------ Stored data

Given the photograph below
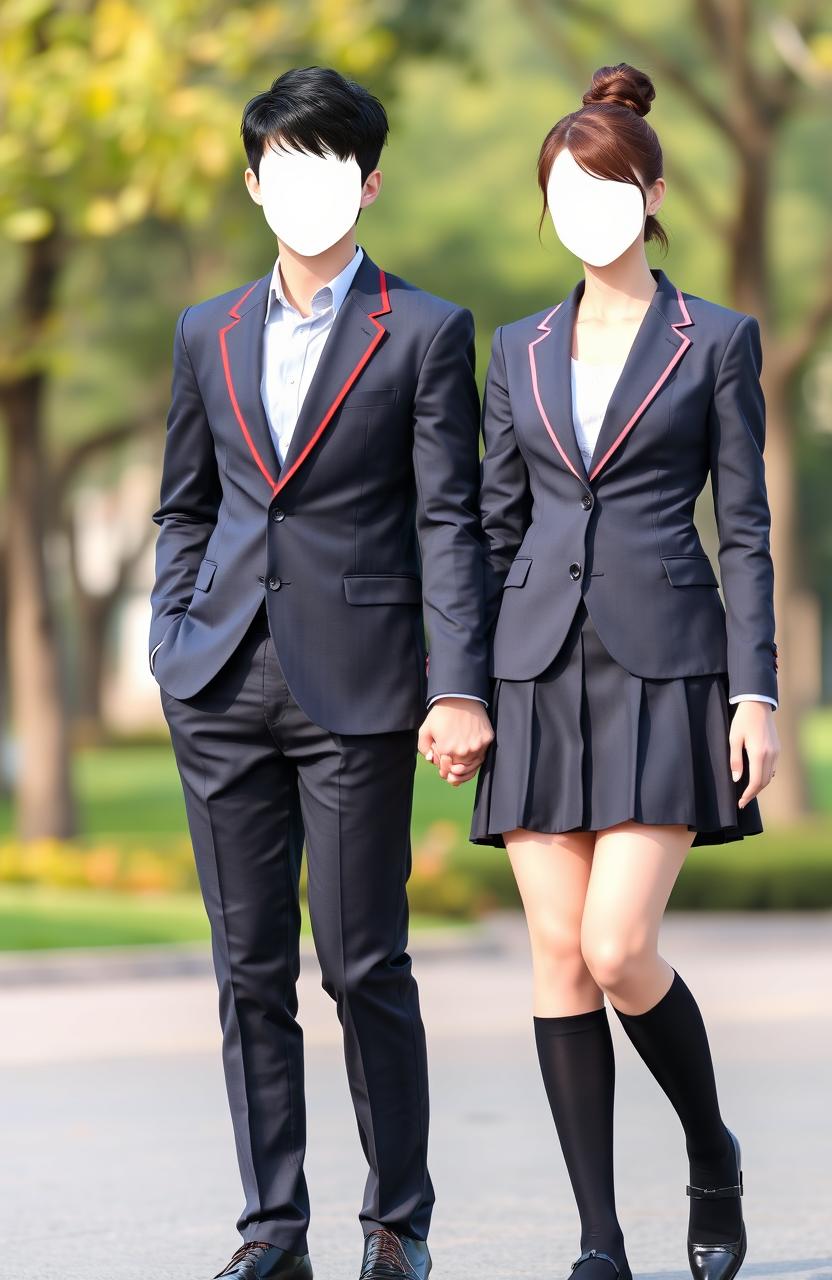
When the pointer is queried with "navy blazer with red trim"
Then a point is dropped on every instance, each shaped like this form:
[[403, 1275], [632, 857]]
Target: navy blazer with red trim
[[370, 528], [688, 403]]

------------
------ Stored data

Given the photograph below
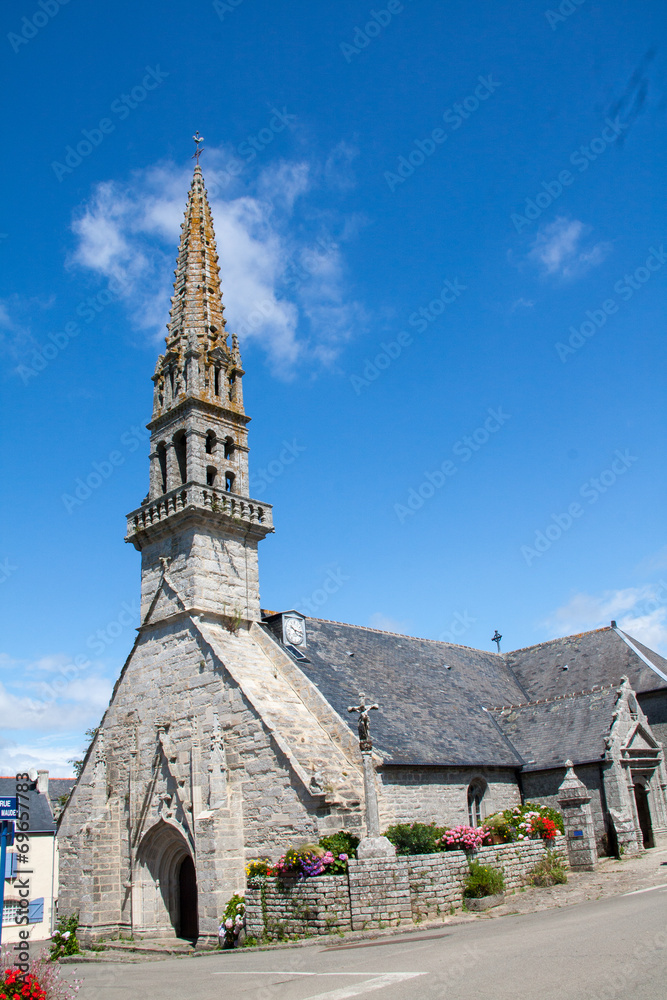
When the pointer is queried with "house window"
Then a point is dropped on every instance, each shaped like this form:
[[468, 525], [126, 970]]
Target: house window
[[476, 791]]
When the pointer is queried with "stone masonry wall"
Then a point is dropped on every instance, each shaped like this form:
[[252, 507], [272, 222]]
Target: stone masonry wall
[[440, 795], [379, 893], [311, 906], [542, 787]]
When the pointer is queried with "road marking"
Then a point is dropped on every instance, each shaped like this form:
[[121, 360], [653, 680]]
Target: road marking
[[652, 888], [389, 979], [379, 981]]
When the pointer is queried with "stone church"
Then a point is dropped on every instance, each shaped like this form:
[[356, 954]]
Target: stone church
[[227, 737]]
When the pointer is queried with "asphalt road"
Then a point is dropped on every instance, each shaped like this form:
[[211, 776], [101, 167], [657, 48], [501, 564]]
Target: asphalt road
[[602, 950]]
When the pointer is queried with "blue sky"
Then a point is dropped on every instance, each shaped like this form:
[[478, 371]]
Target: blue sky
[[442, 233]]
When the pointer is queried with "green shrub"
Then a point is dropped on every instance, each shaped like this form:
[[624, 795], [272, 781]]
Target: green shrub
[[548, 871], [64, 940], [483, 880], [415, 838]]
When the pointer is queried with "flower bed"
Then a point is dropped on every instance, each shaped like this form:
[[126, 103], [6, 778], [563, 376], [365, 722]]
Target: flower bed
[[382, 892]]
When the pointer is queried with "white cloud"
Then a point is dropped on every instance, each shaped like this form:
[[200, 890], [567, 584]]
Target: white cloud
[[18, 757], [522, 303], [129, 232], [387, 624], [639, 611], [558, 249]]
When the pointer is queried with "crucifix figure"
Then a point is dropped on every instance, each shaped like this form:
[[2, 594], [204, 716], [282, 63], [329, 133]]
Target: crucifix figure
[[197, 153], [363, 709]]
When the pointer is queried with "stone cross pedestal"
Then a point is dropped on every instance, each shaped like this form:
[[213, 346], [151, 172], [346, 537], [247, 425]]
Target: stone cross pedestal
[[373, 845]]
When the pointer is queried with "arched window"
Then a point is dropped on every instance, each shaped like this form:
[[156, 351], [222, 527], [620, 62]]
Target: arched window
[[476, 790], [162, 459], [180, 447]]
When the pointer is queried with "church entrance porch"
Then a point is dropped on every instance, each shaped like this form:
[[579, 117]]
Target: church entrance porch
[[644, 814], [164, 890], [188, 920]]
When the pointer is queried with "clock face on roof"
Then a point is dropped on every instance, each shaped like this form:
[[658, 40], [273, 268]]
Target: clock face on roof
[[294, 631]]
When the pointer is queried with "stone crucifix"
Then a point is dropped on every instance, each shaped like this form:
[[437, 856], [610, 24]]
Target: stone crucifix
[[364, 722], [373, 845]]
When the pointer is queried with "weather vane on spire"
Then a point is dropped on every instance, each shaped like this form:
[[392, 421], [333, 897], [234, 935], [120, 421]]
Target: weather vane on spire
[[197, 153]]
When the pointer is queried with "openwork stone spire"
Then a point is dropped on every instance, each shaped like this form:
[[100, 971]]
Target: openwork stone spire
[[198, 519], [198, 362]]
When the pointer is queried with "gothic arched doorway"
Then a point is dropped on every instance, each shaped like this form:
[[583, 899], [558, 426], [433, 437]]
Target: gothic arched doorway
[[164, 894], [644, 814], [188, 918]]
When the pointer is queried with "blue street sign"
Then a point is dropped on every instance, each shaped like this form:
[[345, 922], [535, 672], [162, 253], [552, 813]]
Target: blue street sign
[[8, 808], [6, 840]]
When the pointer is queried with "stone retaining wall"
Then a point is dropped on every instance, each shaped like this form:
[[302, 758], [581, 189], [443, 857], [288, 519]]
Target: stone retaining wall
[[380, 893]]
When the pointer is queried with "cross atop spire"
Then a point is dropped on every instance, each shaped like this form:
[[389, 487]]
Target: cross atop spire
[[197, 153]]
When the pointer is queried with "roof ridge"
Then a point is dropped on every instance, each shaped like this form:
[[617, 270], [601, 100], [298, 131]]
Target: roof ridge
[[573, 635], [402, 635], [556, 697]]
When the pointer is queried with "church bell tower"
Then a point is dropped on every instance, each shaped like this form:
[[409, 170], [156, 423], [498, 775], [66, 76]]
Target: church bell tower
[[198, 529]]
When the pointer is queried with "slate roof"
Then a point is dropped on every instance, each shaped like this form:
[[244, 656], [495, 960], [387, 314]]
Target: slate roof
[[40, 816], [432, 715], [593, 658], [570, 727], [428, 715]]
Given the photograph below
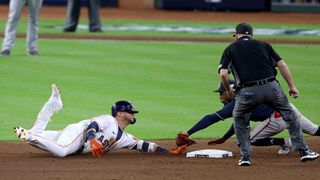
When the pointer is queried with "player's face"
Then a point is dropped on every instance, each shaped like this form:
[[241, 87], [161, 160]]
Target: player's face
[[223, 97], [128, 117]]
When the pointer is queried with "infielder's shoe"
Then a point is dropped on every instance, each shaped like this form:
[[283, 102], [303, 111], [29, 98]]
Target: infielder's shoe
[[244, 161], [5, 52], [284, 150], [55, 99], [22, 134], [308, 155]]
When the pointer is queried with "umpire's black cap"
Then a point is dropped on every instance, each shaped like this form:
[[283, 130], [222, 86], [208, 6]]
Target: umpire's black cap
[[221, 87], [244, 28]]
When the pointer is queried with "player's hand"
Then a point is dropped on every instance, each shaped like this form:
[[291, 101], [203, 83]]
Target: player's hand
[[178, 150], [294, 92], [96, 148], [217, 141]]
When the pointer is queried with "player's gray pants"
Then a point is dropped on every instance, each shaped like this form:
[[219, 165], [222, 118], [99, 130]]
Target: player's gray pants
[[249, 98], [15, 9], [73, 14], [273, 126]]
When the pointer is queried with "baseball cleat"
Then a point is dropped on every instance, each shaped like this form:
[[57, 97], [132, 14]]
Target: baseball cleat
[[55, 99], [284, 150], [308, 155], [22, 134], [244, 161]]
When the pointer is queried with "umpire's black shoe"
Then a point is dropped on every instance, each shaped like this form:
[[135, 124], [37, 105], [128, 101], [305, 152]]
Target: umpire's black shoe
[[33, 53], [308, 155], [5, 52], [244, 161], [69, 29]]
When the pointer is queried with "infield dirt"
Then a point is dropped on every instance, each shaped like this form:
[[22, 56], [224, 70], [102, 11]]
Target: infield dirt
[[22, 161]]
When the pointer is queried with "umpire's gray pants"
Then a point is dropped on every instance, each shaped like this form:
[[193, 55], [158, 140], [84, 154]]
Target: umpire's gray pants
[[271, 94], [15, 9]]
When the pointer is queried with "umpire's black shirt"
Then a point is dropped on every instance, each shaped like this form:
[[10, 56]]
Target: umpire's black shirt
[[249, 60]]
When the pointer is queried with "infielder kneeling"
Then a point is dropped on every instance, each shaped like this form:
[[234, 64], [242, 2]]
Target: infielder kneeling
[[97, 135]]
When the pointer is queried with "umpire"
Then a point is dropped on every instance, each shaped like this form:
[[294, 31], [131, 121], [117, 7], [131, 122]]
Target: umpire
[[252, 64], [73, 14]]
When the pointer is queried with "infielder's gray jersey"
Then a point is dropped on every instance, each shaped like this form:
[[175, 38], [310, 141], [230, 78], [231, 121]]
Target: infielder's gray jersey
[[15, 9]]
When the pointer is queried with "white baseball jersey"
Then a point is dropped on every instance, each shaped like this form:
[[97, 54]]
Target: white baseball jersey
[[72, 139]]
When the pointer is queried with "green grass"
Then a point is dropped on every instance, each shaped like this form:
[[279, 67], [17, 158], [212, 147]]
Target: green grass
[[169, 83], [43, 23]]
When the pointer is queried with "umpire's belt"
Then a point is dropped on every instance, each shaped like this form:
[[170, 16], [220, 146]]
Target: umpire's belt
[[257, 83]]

------------
------ Stored data

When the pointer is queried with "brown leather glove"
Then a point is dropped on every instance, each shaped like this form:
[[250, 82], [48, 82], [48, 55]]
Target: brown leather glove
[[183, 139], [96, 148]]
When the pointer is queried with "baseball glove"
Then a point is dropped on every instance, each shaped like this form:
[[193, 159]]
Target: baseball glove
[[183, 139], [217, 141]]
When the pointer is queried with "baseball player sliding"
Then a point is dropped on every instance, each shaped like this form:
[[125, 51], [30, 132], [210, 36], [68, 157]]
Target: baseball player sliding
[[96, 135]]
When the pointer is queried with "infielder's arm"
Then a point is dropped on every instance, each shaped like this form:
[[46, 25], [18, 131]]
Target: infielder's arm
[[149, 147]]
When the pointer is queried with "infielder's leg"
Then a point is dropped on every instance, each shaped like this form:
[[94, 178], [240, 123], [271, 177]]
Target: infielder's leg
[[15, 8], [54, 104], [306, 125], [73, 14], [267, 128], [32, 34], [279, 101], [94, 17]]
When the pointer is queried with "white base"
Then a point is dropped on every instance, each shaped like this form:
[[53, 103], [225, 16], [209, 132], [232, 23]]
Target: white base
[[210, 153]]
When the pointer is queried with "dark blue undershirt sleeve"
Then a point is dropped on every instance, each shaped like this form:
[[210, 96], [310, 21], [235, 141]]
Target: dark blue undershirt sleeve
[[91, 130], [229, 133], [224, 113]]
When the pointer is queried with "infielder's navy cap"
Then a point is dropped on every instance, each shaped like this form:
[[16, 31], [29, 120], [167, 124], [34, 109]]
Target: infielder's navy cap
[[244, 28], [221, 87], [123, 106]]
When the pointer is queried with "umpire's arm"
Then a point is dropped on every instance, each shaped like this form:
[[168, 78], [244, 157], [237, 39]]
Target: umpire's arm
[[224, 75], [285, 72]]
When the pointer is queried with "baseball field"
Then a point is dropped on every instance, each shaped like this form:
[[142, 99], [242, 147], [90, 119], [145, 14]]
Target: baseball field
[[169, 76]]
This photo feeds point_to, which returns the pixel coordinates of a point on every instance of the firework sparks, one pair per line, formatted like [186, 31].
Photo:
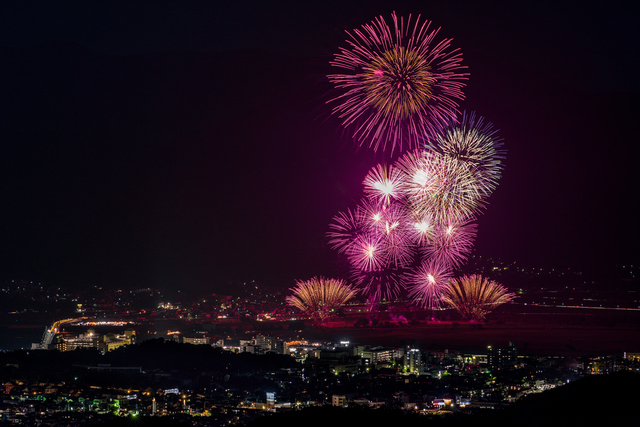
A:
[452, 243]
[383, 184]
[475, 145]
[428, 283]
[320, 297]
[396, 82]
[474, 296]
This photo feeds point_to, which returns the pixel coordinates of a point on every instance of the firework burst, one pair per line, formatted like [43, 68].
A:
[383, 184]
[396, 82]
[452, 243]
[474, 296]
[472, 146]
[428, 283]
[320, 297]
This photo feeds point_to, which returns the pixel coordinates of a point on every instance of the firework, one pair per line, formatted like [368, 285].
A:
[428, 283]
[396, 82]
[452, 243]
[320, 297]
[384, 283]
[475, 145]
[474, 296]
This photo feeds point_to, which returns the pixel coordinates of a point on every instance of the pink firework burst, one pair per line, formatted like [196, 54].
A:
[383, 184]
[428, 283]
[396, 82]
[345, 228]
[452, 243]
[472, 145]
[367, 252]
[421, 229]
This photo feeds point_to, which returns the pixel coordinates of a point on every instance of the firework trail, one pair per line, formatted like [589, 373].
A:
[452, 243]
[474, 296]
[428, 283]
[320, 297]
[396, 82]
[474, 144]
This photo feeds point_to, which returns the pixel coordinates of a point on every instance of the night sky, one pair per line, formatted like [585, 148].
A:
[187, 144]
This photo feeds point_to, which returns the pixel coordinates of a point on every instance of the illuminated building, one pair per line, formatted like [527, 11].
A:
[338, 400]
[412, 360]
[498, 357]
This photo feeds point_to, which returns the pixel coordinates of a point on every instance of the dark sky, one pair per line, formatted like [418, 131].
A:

------------

Starting at the line that contains "Target: flower bed" and stopping after the line that contains "[[156, 351], [222, 527], [620, 62]]", write out every line exactly as it appears above, and no other line.

Target: flower bed
[[382, 892]]
When the pointer is queried with "white cloud"
Then a point is dropped on every instance, each shaped like this form:
[[200, 890], [567, 584]]
Target: white cloud
[[18, 757], [522, 303], [129, 232], [387, 624], [639, 611], [558, 249]]
When the pointer is queried with "crucifix figure"
Then a point is dropped on every instance, each shaped like this form:
[[2, 594], [204, 716], [282, 63], [329, 133]]
Target: crucifix figure
[[197, 153], [363, 709]]
When the pointer is queried with "stone cross pedestal"
Then a point is dropped on every instance, each shaped like this form:
[[213, 346], [151, 172], [346, 537], [247, 425]]
Target: stone cross pedestal
[[373, 845]]
When the pointer is queried with "arched window"
Then a point is dropped on every instance, each shaped like this form:
[[156, 351], [222, 527], [620, 62]]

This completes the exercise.